Reproduce the lines below, swapping every "coordinates" for "location" and leaving everything else untouched.

Extracted data -
******************************
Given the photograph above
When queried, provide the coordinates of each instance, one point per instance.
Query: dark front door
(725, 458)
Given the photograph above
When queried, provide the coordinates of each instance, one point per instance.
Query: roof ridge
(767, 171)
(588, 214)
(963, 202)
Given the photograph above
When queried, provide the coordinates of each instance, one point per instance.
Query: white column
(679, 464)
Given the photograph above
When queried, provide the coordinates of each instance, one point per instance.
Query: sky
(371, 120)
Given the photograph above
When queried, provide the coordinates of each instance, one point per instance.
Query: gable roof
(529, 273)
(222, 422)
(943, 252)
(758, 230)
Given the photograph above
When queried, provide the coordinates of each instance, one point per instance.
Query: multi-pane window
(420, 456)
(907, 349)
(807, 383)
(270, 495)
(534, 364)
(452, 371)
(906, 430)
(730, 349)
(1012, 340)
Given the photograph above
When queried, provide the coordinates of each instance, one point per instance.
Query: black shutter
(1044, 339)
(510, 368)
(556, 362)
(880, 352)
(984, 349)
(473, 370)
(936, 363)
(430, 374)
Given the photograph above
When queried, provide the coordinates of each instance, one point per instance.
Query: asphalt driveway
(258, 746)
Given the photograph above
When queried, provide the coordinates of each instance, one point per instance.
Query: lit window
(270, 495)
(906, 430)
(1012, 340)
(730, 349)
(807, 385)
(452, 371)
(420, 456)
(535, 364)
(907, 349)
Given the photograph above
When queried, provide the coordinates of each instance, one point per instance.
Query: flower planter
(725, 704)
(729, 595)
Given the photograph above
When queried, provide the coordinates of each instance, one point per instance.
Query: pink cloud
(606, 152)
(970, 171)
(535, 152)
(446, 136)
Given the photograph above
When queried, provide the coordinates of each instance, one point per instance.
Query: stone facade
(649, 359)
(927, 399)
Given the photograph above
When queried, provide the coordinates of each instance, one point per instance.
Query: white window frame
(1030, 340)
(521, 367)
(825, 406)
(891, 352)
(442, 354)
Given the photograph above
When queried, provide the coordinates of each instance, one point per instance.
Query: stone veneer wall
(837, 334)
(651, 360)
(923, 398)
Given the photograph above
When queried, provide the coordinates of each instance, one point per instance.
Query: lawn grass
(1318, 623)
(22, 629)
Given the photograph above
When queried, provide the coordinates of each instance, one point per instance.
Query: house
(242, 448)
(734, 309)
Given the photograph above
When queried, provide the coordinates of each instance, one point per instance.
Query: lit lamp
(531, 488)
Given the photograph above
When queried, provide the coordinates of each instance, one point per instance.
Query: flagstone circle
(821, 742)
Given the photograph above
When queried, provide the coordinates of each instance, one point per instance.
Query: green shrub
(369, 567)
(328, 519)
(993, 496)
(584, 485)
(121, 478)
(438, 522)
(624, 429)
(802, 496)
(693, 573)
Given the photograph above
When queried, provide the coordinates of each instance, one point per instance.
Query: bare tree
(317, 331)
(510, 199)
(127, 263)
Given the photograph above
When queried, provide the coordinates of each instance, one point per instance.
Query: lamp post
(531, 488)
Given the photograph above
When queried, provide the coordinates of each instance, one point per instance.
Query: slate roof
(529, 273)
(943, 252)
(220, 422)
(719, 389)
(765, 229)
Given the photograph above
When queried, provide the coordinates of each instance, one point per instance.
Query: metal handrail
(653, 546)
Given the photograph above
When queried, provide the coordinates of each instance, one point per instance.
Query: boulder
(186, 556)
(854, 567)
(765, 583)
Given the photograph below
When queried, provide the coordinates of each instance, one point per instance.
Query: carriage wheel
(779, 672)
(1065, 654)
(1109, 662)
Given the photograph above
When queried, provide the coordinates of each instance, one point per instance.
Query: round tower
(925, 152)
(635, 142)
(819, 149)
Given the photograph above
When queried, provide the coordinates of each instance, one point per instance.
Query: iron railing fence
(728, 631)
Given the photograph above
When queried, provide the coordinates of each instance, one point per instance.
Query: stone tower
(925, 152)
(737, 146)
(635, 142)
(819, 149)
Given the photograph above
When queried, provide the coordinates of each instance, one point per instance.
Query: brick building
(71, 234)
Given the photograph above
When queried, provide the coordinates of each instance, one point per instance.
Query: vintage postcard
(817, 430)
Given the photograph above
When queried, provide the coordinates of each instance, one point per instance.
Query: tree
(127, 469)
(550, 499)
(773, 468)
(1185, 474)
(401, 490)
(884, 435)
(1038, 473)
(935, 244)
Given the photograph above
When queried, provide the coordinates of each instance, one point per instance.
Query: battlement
******************************
Response -
Given the photograph above
When queried, provide the location of each instance, one point per instance.
Query: dark front door
(725, 458)
Given the photograph above
When queried, provide the location of each instance, one point per instance.
Query: roof ridge
(767, 171)
(588, 214)
(963, 202)
Given the photograph above
When queried, provide the location of each instance, one point per instance.
Query: white column
(679, 464)
Given the photograph above
When queried, provide the location of each instance, one point per instance.
Query: sky
(371, 120)
Given the photograph above
When queried, provide the location of each instance, one point per instance.
Query: gable roof
(529, 273)
(222, 422)
(943, 252)
(758, 230)
Given the photograph above
When queried, provide the location of each instance, one point per instance.
Query: multi-pane window
(420, 456)
(907, 349)
(807, 383)
(270, 495)
(534, 364)
(452, 371)
(906, 430)
(730, 349)
(1012, 340)
Given the photograph above
When queried, provide the location of each instance, one point per instance.
Query: black shutter
(1044, 339)
(510, 368)
(556, 362)
(880, 352)
(984, 349)
(473, 370)
(936, 363)
(430, 374)
Given the photograph above
When queried, provide the location of each instance, one point per instance.
Query: asphalt driveway
(258, 746)
Given the photograph above
When queried, provide the location of each instance, one point per instance.
Query: lit window
(270, 495)
(906, 430)
(1012, 340)
(730, 349)
(807, 385)
(452, 371)
(420, 456)
(535, 364)
(907, 349)
Given the photograph above
When queried, provide the location of each instance, one point per instance.
Query: flower planter
(725, 704)
(729, 595)
Given the photograph above
When queried, provide the location of each instance, one point per instance.
Query: pink cloud
(606, 152)
(970, 171)
(535, 152)
(446, 136)
Given the photograph above
When queried, provide the location of each instance, one point per instance.
Query: stone facade
(649, 359)
(927, 399)
Given the photograph above
When queried, provide the location of each instance, one point per instance.
Query: white window frame
(1030, 340)
(521, 367)
(825, 406)
(891, 352)
(442, 354)
Given the photograph above
When queried, provide the location of each instance, one point per instance.
Query: stone veneer wall
(837, 334)
(651, 360)
(923, 398)
Given the photograph above
When queried, provide the location of each instance, one point per instance.
Query: lawn grass
(1318, 623)
(22, 629)
Given the photograph above
When queried, provide the location of each instance, one point per instance.
Query: house
(242, 448)
(734, 309)
Given the photograph above
When queried, provide the location of each instance, one point per instance.
Query: lit lamp
(531, 488)
Given the photograph above
When queried, provide the location of each instance, one point per instance.
Query: flagstone circle
(821, 742)
Given the photograph above
When queried, provide the location of each instance, one point per instance.
Query: green shrub
(369, 567)
(328, 519)
(993, 496)
(584, 485)
(121, 478)
(438, 522)
(624, 429)
(802, 496)
(693, 573)
Given the photograph above
When queried, provide the location of each instance, one point per instance.
Query: bare tree
(317, 331)
(510, 199)
(127, 263)
Given the photograph above
When queried, provide the location of each instance, one point per instance.
Query: lamp post
(531, 488)
Given the photograph above
When queried, provide the location of each instance, one point per instance.
Query: slate roof
(529, 273)
(943, 252)
(220, 422)
(719, 389)
(765, 229)
Given the photograph above
When queried, provide the location of each instance, one point per instance.
Query: metal handrail
(653, 546)
Given the photograph above
When queried, provide the location of each instance, one point per instance.
Query: boulder
(186, 556)
(854, 567)
(765, 583)
Given the photograph below
When queried, provide the location of each instance, one point per instance.
Query: carriage wheel
(779, 672)
(1065, 654)
(1109, 662)
Given the photograph above
When queried, provide the location of each instance, one point per instance.
Query: round tower
(925, 152)
(635, 142)
(819, 149)
Given the photograph above
When queried, provide the location of each instance, one point per instance.
Query: iron railing fence
(728, 631)
Given the photograph above
When queried, provide the location of each instance, one point per instance.
Query: stone tower
(925, 152)
(737, 146)
(635, 142)
(819, 149)
Given the photograph above
When queried, provide the location of each instance, one point per instance.
Query: brick building
(71, 234)
Given the photograph above
When queried, provide the location of each instance, one point per instance.
Query: vintage postcard
(817, 430)
Given the photograph above
When queried, provide the location of each instance, one point per instance.
Query: tree
(127, 469)
(550, 499)
(773, 468)
(1185, 474)
(401, 490)
(884, 435)
(1038, 473)
(935, 244)
Given the photograph above
When queried, provide the location of each instance, one point per instance.
Query: battlement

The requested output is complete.